>> begin

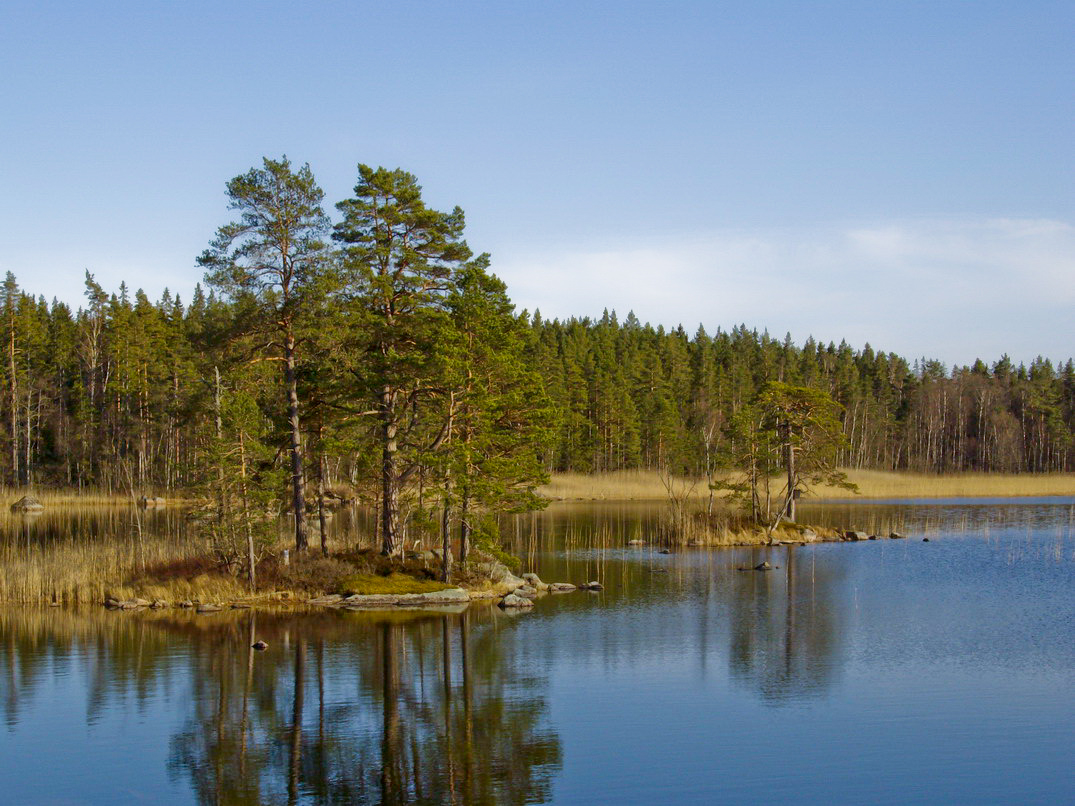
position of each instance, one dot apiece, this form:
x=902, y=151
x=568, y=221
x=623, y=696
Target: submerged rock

>> end

WHAT YOU SHOULD DO: Rewrite the lines above with "submerged rock" changed to "sunken rock" and everything else left the same. Leave the pictures out.

COMPLETED EXERCISE:
position of each instance, one dot apiece, this form:
x=902, y=151
x=568, y=221
x=623, y=696
Target: sunken rock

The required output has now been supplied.